**** INFORMATION GIVEN ****
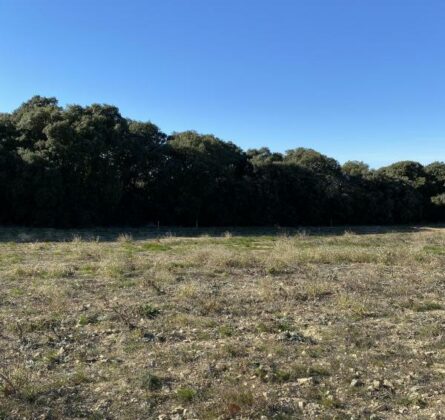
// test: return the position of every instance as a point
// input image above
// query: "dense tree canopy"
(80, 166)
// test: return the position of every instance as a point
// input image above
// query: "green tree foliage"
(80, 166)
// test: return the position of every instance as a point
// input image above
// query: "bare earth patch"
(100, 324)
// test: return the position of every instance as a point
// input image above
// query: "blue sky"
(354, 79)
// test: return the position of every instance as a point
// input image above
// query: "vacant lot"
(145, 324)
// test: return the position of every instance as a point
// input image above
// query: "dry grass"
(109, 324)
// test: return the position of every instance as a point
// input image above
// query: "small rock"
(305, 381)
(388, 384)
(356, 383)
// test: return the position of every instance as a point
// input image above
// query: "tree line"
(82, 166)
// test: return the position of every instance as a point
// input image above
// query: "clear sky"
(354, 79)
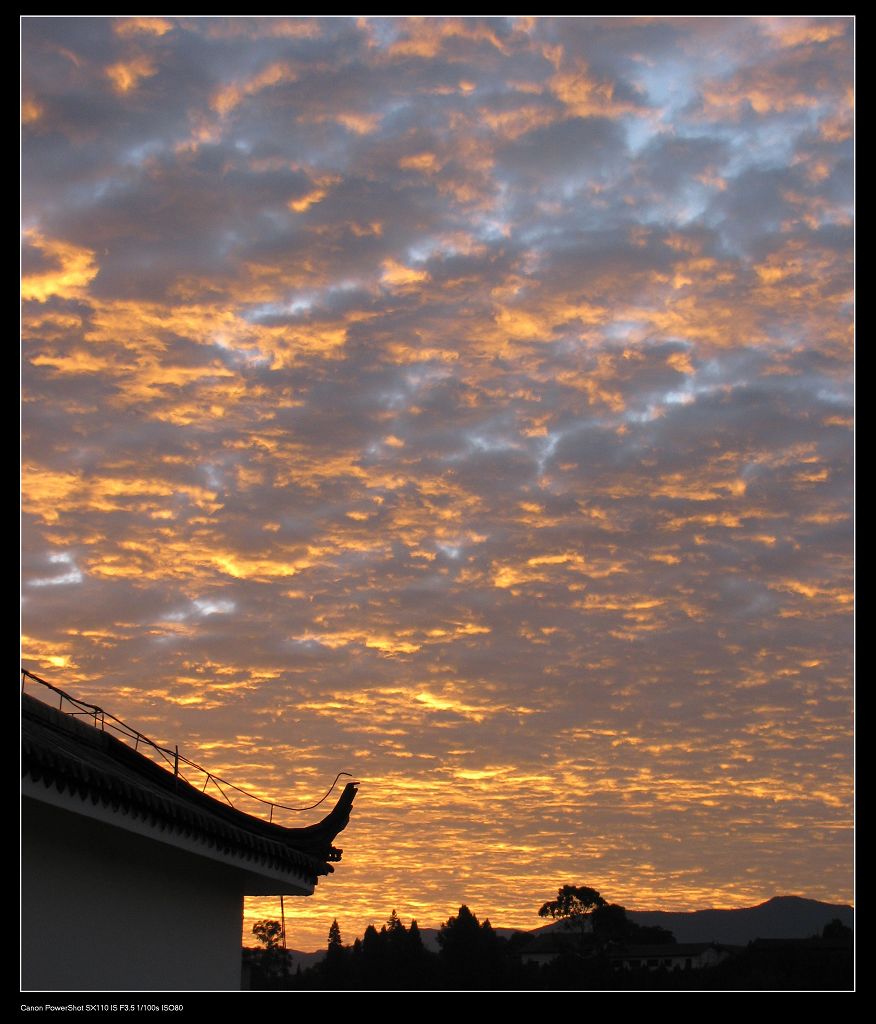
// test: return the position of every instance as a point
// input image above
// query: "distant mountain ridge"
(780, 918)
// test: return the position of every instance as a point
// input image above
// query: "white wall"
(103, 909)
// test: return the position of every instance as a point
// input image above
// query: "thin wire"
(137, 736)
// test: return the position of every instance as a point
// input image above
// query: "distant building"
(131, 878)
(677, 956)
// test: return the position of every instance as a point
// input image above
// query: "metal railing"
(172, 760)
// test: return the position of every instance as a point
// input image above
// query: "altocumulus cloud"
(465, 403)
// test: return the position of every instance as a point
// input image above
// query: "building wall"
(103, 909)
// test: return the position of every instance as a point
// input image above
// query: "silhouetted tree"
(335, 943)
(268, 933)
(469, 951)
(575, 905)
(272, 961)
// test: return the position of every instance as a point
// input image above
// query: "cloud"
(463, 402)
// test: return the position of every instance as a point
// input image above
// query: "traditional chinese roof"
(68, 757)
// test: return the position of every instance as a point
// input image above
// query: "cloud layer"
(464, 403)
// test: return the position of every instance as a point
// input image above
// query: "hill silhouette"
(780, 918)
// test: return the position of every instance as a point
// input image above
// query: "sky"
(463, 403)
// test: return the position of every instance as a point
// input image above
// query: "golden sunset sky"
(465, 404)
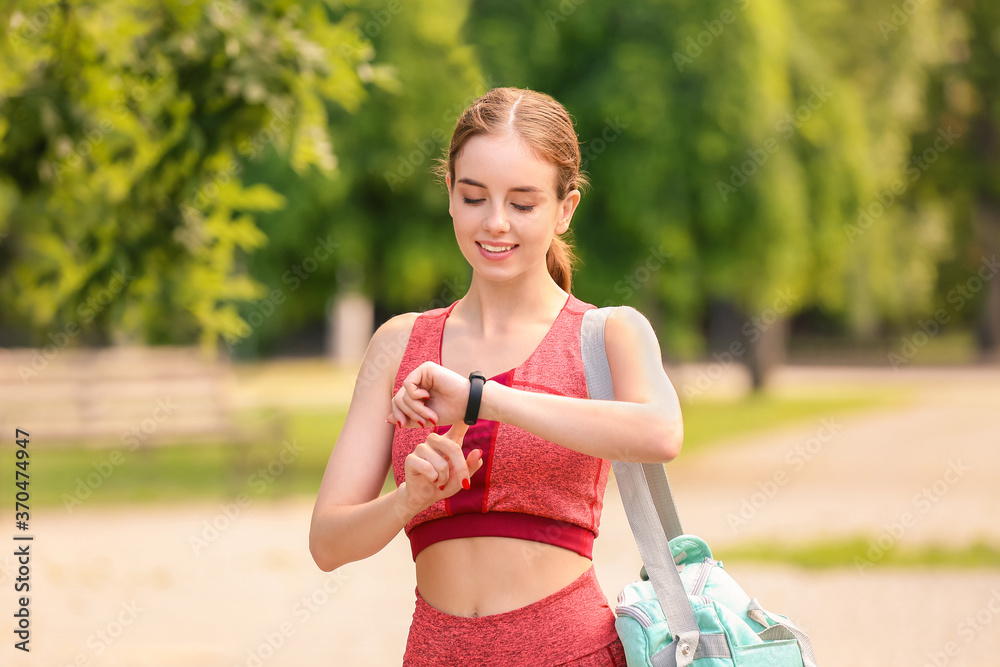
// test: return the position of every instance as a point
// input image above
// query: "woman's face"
****
Copy the material above exactly and drop the pictures.

:: EXERCISE ANSWER ::
// test: return the position of every instance as a point
// input image above
// query: "dense tree canopy"
(80, 166)
// test: return the position of every instance as a point
// input image above
// query: "green tree foliage"
(80, 166)
// test: return the position of every instance as a point
// input image above
// query: "bare earth patch"
(100, 324)
// test: return the position of every instance as a point
// input image above
// query: "blue sky"
(354, 79)
// test: return the position of every instance as a point
// input image above
// query: "vacant lot"
(145, 324)
// test: return the position of every instance as a point
// input image above
// query: "dry grass"
(109, 324)
// test: return the position of every instance as a point
// input image above
// query: "small rock"
(305, 381)
(388, 384)
(356, 383)
// test: return the position of every instance as a point
// input image above
// query: "tree line"
(82, 166)
// test: return the position of every instance as a point
// input image above
// query: "clear sky"
(354, 79)
// test: return the position of every instance as a point
// input image above
// query: "distant mountain ridge"
(780, 918)
// test: return the position of every instance as a point
// input image above
// query: "white wall"
(103, 909)
// test: return the position of every instance as a point
// input image above
// query: "thin wire"
(137, 736)
// test: return the position of every instance as a point
// input image above
// query: "distant building"
(131, 878)
(677, 956)
// test: return the position of every instance as a point
// input image above
// query: "metal railing"
(172, 760)
// test: return the position of every instance as a point
// input image above
// query: "altocumulus cloud"
(465, 403)
// test: return the position of every instance as a point
// input image above
// query: "building wall"
(103, 909)
// test: return the position of every instance as a point
// input image above
// query: "silhouetted tree"
(335, 943)
(268, 933)
(469, 951)
(575, 905)
(272, 961)
// test: return the position of every instance as a point
// input image above
// query: "cloud"
(463, 402)
// test: return the position of every instance as a point
// input image above
// query: "traditional chinese roof"
(68, 757)
// test: return the position of every instance as a point
// input image above
// query: "cloud layer"
(464, 403)
// test: return the position of every instance as a point
// input image above
// query: "hill silhouette"
(780, 918)
// test: return the position of every instance as a point
// input image above
// query: "sky"
(463, 403)
// test: return the position of every instance as a point
// input image above
// query: "golden sunset sky"
(465, 404)
// test: return the position of every instance as a point
// input image above
// query: "woman's face"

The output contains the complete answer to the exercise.